### What to work on
Find the line containing "Drop a point on every instance of the wooden". Return it and every line after it, unchanged, up to and including the last line.

### Record list
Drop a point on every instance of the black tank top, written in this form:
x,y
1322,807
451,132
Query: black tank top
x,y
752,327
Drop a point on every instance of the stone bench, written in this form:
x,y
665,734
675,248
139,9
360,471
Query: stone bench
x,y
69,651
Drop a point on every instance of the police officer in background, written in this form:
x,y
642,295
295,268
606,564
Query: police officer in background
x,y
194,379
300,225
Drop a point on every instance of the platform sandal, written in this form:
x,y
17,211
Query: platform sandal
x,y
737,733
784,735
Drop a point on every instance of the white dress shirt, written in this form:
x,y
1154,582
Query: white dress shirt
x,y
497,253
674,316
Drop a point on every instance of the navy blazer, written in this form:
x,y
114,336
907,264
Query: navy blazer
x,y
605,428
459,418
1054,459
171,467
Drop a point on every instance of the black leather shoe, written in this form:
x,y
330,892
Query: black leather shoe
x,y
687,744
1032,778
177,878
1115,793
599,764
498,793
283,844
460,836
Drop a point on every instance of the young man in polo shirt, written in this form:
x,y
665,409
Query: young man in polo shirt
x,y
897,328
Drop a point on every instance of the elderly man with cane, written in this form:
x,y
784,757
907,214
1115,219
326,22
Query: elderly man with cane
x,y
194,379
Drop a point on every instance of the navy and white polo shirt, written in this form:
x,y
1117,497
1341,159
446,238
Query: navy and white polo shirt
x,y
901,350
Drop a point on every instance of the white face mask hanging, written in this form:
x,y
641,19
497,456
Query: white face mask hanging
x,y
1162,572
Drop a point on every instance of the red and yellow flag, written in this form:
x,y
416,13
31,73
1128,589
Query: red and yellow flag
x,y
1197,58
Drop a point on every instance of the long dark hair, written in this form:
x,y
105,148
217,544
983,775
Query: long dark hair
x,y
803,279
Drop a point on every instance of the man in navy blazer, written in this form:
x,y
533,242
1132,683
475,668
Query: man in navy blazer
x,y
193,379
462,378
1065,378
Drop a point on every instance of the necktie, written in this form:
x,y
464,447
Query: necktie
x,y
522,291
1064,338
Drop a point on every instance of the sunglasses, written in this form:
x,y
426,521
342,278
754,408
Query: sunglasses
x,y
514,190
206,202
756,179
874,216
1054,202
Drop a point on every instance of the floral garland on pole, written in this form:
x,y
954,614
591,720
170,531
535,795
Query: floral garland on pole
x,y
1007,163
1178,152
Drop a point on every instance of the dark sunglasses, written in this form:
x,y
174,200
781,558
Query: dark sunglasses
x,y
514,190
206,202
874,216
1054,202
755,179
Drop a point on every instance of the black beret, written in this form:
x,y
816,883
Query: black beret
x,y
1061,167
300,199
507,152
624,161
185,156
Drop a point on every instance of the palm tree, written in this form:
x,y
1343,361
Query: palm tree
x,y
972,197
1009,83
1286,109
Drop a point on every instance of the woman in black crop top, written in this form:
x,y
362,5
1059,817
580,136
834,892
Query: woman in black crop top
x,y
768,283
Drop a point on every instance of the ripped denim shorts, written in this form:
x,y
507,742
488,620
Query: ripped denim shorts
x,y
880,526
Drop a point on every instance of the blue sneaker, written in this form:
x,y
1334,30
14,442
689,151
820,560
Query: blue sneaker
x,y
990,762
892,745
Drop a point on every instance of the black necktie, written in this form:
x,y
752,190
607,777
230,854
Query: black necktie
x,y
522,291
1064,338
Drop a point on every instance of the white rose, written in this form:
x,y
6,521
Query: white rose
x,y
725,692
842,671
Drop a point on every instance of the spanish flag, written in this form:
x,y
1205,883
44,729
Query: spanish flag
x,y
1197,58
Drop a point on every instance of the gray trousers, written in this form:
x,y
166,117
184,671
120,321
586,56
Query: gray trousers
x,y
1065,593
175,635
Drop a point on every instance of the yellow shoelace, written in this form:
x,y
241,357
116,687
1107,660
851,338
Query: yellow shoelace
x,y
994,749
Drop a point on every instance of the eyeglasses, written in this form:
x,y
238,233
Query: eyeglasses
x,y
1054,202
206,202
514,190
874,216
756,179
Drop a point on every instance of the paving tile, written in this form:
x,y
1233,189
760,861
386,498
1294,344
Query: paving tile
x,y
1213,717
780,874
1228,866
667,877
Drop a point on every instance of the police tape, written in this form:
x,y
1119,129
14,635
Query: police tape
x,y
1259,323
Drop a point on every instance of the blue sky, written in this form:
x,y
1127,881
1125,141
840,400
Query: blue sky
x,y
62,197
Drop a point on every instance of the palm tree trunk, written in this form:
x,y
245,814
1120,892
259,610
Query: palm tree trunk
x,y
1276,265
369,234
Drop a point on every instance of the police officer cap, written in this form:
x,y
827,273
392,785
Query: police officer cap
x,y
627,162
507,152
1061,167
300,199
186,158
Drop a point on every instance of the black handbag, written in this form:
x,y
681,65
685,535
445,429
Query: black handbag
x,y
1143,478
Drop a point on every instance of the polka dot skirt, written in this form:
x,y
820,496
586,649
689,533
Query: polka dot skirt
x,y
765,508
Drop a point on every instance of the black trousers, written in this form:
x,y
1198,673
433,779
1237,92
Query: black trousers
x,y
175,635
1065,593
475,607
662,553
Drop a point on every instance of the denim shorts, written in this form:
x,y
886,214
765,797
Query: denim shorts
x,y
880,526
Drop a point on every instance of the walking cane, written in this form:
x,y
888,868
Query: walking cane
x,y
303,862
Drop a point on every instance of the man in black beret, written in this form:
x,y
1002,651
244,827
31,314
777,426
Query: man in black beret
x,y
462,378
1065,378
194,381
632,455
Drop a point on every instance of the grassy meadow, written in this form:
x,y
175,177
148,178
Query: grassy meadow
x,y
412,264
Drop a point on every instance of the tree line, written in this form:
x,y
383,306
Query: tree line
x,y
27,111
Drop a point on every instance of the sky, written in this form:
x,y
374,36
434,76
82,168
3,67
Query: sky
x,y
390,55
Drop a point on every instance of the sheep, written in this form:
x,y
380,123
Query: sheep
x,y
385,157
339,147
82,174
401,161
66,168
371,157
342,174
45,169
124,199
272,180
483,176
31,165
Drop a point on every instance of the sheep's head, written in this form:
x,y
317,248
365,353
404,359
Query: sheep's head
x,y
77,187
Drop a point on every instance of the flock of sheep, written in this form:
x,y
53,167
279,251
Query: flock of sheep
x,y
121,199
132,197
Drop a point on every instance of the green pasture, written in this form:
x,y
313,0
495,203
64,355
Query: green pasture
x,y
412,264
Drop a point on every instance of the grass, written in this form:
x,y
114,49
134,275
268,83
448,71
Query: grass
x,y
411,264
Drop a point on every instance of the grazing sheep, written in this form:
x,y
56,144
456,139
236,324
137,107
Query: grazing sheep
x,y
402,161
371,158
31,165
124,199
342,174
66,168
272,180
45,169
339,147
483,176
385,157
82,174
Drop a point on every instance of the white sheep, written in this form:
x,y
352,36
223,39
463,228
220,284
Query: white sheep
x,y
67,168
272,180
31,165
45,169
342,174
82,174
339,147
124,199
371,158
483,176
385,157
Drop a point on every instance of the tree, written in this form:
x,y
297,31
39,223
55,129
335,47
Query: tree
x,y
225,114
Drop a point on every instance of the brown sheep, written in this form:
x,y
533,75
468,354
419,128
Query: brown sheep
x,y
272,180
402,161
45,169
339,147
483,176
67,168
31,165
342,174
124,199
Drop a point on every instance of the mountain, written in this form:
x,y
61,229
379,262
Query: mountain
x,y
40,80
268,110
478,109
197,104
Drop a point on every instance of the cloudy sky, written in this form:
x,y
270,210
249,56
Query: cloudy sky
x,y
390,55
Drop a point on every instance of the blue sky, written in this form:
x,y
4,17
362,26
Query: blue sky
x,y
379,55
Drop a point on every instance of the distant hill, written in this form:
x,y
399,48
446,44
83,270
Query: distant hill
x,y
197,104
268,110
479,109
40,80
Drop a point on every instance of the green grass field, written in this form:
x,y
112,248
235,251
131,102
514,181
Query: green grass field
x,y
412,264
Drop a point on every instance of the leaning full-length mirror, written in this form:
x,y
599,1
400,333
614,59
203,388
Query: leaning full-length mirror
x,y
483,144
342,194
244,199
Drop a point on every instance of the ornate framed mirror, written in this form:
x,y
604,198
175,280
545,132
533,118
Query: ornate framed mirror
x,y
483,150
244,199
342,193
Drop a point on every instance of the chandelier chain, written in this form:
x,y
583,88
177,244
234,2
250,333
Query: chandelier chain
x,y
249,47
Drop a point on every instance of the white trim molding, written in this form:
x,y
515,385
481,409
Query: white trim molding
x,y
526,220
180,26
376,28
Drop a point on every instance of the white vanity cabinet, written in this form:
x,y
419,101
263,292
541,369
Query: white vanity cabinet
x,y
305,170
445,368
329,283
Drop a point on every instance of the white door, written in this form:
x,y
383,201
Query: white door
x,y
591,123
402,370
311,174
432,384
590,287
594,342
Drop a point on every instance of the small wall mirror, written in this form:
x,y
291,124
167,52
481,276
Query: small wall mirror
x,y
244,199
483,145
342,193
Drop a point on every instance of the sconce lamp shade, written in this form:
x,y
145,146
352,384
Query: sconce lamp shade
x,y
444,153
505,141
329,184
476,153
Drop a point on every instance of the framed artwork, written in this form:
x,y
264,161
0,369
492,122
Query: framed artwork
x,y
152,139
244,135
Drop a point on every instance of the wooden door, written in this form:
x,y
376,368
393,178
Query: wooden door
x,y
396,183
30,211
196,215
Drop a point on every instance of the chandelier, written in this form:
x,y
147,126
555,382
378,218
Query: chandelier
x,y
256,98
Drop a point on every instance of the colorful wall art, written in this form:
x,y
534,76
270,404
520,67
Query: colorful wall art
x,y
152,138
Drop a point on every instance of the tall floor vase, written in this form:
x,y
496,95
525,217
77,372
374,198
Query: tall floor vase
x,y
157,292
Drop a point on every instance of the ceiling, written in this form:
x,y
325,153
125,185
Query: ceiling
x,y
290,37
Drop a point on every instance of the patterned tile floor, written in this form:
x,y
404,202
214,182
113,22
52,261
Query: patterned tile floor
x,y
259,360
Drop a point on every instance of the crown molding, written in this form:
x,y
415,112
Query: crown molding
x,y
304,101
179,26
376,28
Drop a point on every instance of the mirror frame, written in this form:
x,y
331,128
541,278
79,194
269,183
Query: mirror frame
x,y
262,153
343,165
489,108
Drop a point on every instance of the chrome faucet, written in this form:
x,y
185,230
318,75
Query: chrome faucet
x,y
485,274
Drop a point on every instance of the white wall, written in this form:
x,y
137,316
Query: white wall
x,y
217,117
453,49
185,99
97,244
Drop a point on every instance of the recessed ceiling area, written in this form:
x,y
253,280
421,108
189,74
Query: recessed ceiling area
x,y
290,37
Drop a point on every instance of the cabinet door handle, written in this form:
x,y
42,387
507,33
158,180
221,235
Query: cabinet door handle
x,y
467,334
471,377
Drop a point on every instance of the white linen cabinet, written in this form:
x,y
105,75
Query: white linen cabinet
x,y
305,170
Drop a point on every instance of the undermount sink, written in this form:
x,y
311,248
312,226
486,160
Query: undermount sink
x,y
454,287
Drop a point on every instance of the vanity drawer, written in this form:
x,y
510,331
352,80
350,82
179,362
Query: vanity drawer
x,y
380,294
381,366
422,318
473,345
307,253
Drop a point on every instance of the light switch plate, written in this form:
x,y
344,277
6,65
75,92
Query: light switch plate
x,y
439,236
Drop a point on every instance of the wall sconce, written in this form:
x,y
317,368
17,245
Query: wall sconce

### Task solution
Drop a point on every instance of the wooden door, written in this form:
x,y
376,368
393,178
Query: wooden door
x,y
396,183
30,211
196,215
Drop a point on every instance of the chandelier, written in this form:
x,y
147,126
555,382
378,218
Query: chandelier
x,y
256,98
Drop a point on every instance of the colorful wall art, written in this form:
x,y
534,76
270,404
520,67
Query: colorful wall art
x,y
152,138
Drop a point on every instance of the tall floor vase, written in this form:
x,y
496,95
525,217
77,372
374,198
Query: tall floor vase
x,y
157,292
Drop a point on every instance of the ceiling, written in this form:
x,y
325,153
125,185
Query: ceiling
x,y
290,37
Drop a point on every instance of the patterned tile floor, written in this form:
x,y
404,202
214,182
113,22
52,261
Query: patterned tile floor
x,y
259,360
Drop a point on every instance of the crown molding, written in this form:
x,y
415,112
Query: crown molding
x,y
304,101
179,26
376,28
Drop a point on every instance of the mirror frame, written in this form:
x,y
331,128
541,278
79,194
269,183
Query: mirror frame
x,y
262,153
343,165
489,108
Drop a point on every instance of the chrome faucet, written in this form:
x,y
185,230
318,75
Query: chrome faucet
x,y
485,274
Drop a point on every instance of the white wall, written in this form:
x,y
137,316
Query: white wall
x,y
217,117
453,49
185,99
97,244
Drop a point on every instance of the recessed ceiling area, written in this form:
x,y
253,280
421,108
189,74
Query: recessed ceiling area
x,y
290,37
Drop a point on every instance of the cabinet door handle, written in this form:
x,y
42,387
507,33
158,180
221,235
Query: cabinet door handle
x,y
467,334
471,377
Drop a point on every instance of the white linen cabinet, written in this form:
x,y
105,75
Query: white linen cabinet
x,y
305,170
Drop a point on every instance of the undermount sink, written in this form:
x,y
311,248
312,226
486,160
Query: undermount sink
x,y
454,287
Drop a point on every instance of the vanity drawer, written in this form:
x,y
510,331
352,80
350,82
179,362
Query: vanity drawer
x,y
380,294
381,366
422,318
473,345
307,253
Drop a point on every instance of the light switch plate, written in this form:
x,y
344,277
6,65
75,92
Query: light switch plate
x,y
439,236
Drop a point on every instance of the wall sconce, written in this form:
x,y
317,368
17,245
Query: wall sconce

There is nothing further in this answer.